Dataset rows
....

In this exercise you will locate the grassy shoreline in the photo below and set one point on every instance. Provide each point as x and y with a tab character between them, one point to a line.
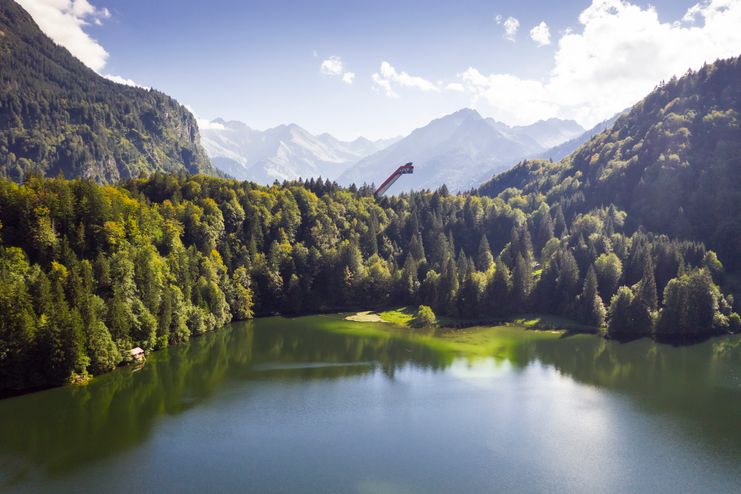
402	316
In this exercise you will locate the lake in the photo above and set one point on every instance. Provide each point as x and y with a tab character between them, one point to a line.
320	404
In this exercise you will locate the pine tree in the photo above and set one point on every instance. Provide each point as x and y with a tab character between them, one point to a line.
484	258
591	308
647	287
521	283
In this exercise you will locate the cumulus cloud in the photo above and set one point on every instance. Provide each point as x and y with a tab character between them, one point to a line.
63	22
617	55
124	81
541	34
334	67
511	25
205	124
456	87
387	77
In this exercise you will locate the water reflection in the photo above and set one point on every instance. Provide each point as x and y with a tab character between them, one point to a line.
62	429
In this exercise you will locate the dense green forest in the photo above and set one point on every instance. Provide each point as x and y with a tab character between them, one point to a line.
672	163
59	117
88	271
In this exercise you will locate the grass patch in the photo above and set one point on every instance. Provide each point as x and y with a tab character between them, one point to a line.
400	316
547	321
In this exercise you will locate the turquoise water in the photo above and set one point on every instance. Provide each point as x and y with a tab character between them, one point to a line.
318	404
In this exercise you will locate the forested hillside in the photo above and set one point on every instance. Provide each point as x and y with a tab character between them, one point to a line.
673	163
59	117
88	271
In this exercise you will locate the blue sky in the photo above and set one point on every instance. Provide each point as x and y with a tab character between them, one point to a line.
313	63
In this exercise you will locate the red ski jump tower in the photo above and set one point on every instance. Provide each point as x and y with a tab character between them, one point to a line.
402	170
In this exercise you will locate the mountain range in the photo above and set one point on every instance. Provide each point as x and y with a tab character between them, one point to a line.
57	116
460	150
672	162
285	152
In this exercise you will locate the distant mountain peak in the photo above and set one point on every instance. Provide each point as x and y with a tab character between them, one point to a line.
283	152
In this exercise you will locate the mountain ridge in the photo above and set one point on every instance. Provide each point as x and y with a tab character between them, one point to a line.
59	116
458	150
283	152
672	162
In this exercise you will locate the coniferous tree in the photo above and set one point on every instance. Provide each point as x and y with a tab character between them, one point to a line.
591	308
484	258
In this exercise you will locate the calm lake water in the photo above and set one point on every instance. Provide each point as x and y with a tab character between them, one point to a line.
319	404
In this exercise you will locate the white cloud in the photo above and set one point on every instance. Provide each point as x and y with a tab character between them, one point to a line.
511	25
541	34
334	67
63	21
618	55
124	81
387	77
205	124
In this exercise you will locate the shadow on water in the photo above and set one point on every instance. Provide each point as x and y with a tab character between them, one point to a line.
65	428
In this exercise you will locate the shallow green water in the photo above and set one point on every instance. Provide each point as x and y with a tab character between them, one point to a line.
318	404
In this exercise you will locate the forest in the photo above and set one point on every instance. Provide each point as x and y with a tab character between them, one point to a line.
89	271
59	117
671	162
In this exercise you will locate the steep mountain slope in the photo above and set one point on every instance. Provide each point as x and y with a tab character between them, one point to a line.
458	150
673	162
58	116
286	152
559	152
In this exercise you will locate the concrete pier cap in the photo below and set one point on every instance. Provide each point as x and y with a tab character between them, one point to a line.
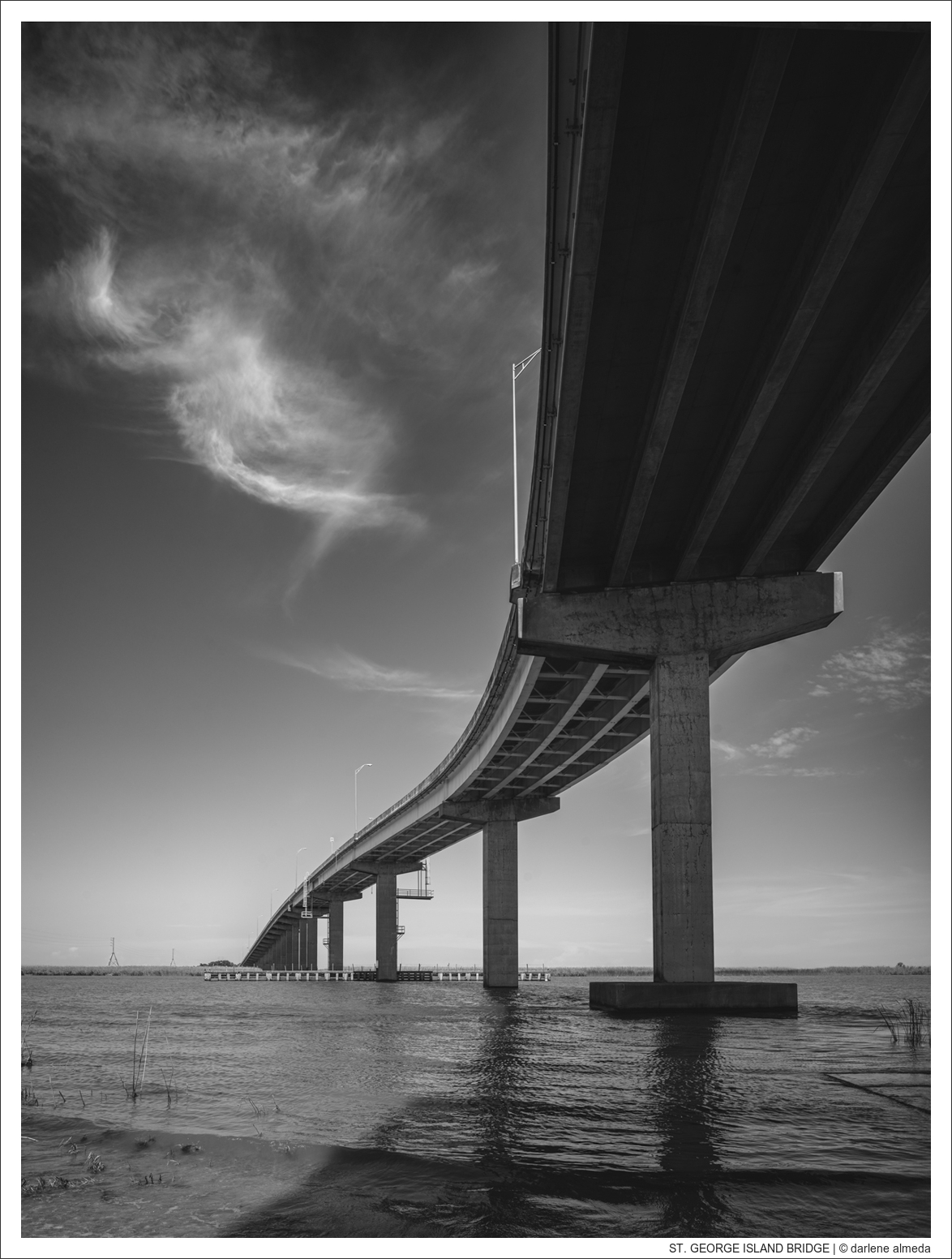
684	632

....

Description of the task:
Copy the listing exactly. Any image in it stays out of the copy.

Right answer:
In this exercise you will locate the grassy shoreline in the photo below and set one point on every instance. Provide each point as x and y with a tab character between them, one point to a line.
402	316
In this exercise you will locate the lake in the photo above and set one point on every instance. Provide each point as x and y with a tab character between them, one point to a line.
320	404
In this exercise you will locate the pine tree in the photo above and set one point on every instance. Provide each point as x and y with a tab character between them, one point to a line.
484	258
591	308
647	287
521	283
In this exercise you will locate the cumulus cloud in the photo above and set one point on every instance. Provide each point as x and y with a tab character between them, one point to a line.
63	22
617	55
124	81
541	34
334	67
511	25
205	124
456	87
387	77
In this exercise you will locate the water reflection in the photo above and set one point on every instance. Provide each point as x and y with a tab character between them, one point to a line.
62	429
In this exercise you will locate the dense green forest in the photo above and set one point on every instance. Provide each point as x and y with a tab character between them, one point to a line.
672	163
59	117
88	271
In this exercise you will locate the grass patch in the photo above and set one point on every instance. Provide each point as x and y with a tab character between them, one point to a line.
400	316
547	321
In this exercise you will locate the turquoise water in the photo above and set one point on every instance. Provide each point as x and y with a tab character between them, one point to a line.
318	404
In this exercise you will locate the forested hillside in the photo above and set one point on every instance. Provide each point as x and y with a tab character between them, one point to a line.
673	163
59	117
88	271
In this exercise you will locate the blue sky in the photo above and set one point on every instance. Provide each point as x and y with a tab character between them, one point to a line.
313	63
In this exercise you will locate the red ski jump tower in the photo above and set one point on every instance. Provide each point as x and y with a tab character between them, one point to a line.
402	170
In this exercise you will locate the mountain range in the photo above and set one point on every instance. Provide each point as x and y with a tab character between them, one point to a line.
57	116
460	150
672	162
285	152
In this exercise you will locate the distant mountain peak in the photo above and set one point on every instance. Provide each point as x and y with a tab character between them, one point to a line.
283	152
In this exercise you will locate the mountain ridge in the photo above and set one point on every instance. Provide each point as x and y with a tab character between them, one point to a line.
59	116
458	150
283	152
672	162
In this exercise you will locate the coniferous tree in the photo above and set one point on every instance. Provide each point as x and y with a tab character between them, one point to a line.
591	308
484	258
In this exercise you will locate the calm lake water in the photo above and set one point on every instance. Provide each point as x and y with a tab character between them, one point to a line.
319	404
In this exercise you will locate the white cloud in the photo above and set one point on every instance. Provide each point as x and y with a tab character between them, one point to a line.
511	25
541	34
334	67
63	21
618	55
124	81
387	77
205	124
In this exercise you will locate the shadow on water in the photo above and set one point on every instance. Provide each point as x and y with a tab character between them, one point to a line.
65	428
In this exercise you will locate the shallow green water in the photo above and set one point on every instance. Provide each point as x and y with a tab character between them, one point to a line.
318	404
In this exercise you will locate the forest in the photo above and set one point on every instance. Provide each point as x and y with a tab character between them, one point to a line.
89	271
59	117
671	162
In this exercise you will locate the steep mountain slope in the photo above and set one point on every instance. Provide each point as x and y with a tab character between them, one point to a line.
458	150
673	162
58	116
286	152
559	152
In this exercise you will locate the concrete pier cap in the photo below and set one point on every instance. Provide each point as x and y with a tab character between them, one point to a line.
684	632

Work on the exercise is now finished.